STATED EXERCISE:
Please locate every line in the rows below that contains the string "shade", where case counts, and copy each of those lines.

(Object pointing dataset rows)

******

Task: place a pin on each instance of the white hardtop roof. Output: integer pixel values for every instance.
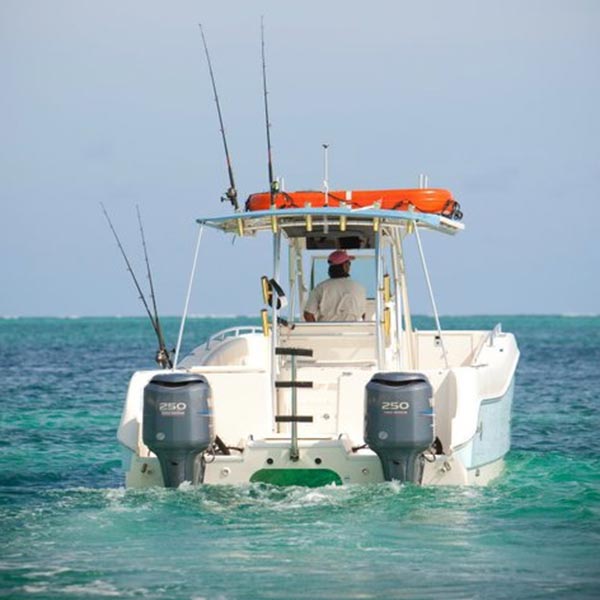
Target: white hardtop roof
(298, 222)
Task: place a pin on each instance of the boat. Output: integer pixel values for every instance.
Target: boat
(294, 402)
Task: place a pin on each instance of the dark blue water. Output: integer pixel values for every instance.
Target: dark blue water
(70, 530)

******

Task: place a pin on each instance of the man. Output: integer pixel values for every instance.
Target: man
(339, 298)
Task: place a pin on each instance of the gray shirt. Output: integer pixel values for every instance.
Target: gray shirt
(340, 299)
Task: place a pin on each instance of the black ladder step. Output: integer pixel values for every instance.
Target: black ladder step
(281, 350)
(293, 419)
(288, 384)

******

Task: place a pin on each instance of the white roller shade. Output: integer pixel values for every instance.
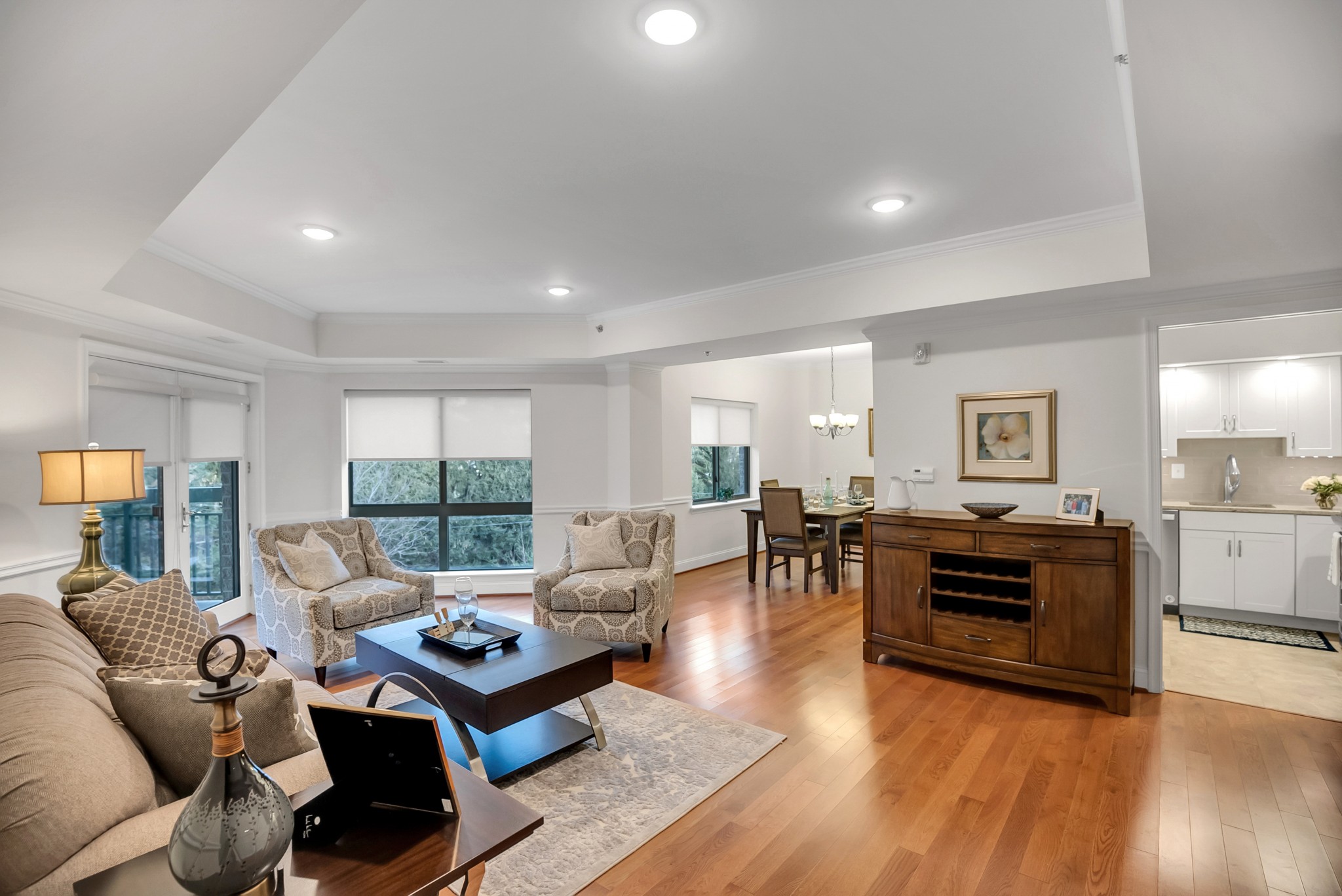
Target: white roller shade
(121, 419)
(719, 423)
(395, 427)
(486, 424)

******

OUTPUT OF THE EXERCISE:
Task: place a pin on each instance of the white roller shade. Output: integer pixel values for every instance.
Target: white roller shade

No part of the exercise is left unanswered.